Work to complete:
Reproduce the passage of the text on Hungary's second-quarter economic decline starting with "Second-quarter data confirmed" and going on through "is still feasible.".

Text under study:
☆ ☆ ☆ ☆ ☆ ☆ ☆

Hungary’s worse-than-expected economic performance in the second quarter of 2020 may force the government to rethink this year’s budget and financing plan. The weak data could also compel the central bank to alter the course of monetary policy.
Hungary’s second-quarter gross domestic product dropped by 13.6%, according to raw data published by the Central Statistical Office. When adjusted for seasonal and calendar effects, the decline was 13.5% compared to the same period a year earlier. The reading is far worse than the government’s projection, which expected economic performance to fall by around 10% for the quarter. Minister of Finance Mihály Varga said in early August that the economy picked up slightly in June, but the GDP may still fall by 10% year in the second quarter. The minister added that economic output may shrink by 5% in the second half of the year, exceeding the previously expected, now apparently over-optimistic forecast of 3 percent.
Second-quarter data confirmed the earlier forecasts of some economists that the coronavirus triggered recession could be deeper and more painful than expected. The weak figures are fueling uncertainties in the market and raising questions as to whether the government’s budget for 2020 is still feasible.

☆ ☆ ☆ ☆ ☆ ☆ ☆

Information:
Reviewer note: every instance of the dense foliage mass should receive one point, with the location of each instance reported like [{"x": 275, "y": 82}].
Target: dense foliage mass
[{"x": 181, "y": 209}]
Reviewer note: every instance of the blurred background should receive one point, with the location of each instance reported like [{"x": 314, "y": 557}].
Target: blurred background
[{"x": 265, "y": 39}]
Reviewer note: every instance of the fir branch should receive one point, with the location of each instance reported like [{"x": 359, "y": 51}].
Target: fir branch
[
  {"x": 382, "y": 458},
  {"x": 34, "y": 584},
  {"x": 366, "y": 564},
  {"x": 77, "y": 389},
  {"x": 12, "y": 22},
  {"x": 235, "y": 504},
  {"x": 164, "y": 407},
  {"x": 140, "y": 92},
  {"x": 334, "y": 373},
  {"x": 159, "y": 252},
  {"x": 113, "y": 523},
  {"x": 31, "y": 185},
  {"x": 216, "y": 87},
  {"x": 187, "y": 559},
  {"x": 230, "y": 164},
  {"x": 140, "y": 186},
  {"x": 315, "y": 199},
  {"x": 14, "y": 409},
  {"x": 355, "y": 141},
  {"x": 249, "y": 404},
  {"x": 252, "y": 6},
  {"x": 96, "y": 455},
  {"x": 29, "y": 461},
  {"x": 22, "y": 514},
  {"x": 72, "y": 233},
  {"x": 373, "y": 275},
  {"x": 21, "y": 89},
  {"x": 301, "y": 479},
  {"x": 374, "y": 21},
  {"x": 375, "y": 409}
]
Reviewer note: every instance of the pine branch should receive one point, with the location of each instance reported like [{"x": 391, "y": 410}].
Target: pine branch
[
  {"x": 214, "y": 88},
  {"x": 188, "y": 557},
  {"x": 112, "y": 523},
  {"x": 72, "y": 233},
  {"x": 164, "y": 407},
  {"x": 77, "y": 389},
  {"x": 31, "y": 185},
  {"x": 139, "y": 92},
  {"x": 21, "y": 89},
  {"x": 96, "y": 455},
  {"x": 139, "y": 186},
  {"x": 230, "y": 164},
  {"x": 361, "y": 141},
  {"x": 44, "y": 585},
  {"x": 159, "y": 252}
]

☆ ☆ ☆ ☆ ☆ ☆ ☆

Written response:
Second-quarter data confirmed the earlier forecasts of some economists that the coronavirus triggered recession could be deeper and more painful than expected. The weak figures are fueling uncertainties in the market and raising questions as to whether the government’s budget for 2020 is still feasible.